> **TASK BRIEF**: Please print verbatim the lines from the one containing "TARGET = distant mountain range" through the final line below, with both of those lines included.

> **DATA RECORDS**:

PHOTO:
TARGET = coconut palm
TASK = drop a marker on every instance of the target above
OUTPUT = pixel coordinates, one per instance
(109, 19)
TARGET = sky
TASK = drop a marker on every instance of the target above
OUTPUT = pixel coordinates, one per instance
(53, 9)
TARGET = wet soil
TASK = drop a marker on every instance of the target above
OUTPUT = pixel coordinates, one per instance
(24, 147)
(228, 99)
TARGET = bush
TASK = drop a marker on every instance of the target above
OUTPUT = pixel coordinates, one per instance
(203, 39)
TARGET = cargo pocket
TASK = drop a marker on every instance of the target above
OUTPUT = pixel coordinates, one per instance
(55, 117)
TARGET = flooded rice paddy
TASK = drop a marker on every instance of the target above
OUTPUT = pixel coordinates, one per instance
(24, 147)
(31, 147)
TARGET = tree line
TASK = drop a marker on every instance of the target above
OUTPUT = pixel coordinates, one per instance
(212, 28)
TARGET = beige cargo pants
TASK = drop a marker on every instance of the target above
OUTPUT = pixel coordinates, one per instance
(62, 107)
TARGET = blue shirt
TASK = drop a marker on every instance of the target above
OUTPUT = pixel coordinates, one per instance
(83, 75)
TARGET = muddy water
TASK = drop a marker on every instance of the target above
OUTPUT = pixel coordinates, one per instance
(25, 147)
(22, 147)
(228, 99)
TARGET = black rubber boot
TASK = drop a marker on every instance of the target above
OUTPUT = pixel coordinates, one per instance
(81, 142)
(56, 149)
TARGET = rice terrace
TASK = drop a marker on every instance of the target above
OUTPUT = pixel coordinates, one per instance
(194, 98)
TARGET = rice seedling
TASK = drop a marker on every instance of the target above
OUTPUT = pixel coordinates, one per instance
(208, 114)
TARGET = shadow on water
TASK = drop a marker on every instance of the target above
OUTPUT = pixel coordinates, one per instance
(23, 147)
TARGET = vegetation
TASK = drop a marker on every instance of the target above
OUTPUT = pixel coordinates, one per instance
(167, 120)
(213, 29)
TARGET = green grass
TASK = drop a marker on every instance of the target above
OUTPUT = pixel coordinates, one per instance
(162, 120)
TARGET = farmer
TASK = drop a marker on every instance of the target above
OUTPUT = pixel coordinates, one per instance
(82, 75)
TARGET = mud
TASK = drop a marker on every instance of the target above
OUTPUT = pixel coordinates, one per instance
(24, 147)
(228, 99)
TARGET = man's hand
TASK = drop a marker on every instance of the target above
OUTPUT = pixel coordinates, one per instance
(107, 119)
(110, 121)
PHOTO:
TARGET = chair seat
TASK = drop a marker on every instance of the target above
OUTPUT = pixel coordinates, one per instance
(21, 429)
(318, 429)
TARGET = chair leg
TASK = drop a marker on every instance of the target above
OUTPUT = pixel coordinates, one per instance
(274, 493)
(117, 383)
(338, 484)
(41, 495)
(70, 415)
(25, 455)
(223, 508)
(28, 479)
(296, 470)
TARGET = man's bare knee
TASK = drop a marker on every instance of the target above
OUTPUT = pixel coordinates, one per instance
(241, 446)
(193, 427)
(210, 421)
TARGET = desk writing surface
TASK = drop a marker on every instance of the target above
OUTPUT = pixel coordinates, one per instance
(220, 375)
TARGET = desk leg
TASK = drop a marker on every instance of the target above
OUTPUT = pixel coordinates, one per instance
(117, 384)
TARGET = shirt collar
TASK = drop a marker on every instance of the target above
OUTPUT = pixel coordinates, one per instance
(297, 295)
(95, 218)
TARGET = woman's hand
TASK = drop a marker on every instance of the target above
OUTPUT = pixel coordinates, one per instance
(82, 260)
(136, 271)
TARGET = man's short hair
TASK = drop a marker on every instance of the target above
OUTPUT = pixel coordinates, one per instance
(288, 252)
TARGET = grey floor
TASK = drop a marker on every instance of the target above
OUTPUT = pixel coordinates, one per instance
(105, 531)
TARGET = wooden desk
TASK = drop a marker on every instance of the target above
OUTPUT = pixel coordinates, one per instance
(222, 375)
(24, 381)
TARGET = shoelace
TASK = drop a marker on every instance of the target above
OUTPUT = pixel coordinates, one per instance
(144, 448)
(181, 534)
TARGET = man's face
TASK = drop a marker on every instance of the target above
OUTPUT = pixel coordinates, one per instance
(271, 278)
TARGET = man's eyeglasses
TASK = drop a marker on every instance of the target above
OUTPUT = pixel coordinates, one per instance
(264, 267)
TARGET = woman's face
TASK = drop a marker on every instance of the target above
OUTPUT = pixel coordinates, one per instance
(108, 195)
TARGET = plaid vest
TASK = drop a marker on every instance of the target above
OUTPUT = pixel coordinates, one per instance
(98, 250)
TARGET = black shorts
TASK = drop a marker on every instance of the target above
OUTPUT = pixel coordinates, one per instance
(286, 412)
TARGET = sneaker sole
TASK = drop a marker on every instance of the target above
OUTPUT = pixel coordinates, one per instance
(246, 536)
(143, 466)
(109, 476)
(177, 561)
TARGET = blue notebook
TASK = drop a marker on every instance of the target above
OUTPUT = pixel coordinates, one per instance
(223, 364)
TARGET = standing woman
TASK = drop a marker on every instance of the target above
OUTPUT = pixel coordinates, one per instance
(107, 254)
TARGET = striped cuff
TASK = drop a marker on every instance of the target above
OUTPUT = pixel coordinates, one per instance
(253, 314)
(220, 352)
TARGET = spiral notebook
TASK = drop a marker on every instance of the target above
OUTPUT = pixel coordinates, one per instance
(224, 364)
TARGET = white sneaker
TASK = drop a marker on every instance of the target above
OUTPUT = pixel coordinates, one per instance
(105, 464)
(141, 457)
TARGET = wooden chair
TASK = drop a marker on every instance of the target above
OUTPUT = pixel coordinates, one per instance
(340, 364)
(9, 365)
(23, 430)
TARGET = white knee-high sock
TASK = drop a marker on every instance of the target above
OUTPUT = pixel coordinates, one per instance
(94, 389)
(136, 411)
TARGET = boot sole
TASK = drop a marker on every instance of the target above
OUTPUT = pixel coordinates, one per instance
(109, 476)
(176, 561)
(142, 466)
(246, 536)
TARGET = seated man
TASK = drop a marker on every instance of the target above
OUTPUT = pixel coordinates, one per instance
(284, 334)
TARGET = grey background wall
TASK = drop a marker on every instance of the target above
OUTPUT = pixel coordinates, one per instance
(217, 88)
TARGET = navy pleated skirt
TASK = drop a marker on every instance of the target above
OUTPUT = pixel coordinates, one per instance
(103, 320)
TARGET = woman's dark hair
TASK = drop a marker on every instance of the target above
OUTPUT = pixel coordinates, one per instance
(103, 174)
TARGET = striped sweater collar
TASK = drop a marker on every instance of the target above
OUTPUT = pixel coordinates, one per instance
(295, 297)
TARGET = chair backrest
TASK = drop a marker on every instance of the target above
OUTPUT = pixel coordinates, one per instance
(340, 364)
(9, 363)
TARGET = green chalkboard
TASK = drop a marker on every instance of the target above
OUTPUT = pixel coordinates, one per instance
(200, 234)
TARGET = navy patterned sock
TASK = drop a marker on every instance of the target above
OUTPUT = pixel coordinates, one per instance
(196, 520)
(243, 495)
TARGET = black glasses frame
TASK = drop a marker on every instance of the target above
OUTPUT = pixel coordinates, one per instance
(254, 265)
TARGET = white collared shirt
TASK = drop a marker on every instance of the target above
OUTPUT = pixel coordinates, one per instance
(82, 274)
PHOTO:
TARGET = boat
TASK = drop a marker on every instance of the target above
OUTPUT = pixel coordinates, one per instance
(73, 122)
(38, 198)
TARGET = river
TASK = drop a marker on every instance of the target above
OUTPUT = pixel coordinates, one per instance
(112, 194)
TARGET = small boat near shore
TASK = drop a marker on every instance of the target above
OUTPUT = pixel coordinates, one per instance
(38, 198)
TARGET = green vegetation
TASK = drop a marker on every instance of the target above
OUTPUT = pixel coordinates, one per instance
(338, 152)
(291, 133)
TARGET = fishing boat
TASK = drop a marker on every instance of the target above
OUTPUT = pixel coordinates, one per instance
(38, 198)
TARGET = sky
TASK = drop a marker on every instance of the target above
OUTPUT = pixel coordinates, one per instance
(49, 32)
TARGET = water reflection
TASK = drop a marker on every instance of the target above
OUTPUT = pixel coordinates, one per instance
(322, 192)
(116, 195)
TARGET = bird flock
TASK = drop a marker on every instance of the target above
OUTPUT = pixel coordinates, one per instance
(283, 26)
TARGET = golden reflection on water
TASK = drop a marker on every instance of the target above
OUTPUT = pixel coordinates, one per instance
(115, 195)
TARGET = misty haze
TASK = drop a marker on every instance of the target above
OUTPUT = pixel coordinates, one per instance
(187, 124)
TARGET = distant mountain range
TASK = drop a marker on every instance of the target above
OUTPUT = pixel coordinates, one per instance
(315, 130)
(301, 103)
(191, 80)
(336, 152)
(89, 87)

> **REPLY TO THE TASK**:
TARGET = distant mountain range
TASK = drop a marker on every instance of the target above
OUTPUT = pixel coordinates, one per instance
(315, 130)
(301, 103)
(191, 80)
(336, 152)
(89, 87)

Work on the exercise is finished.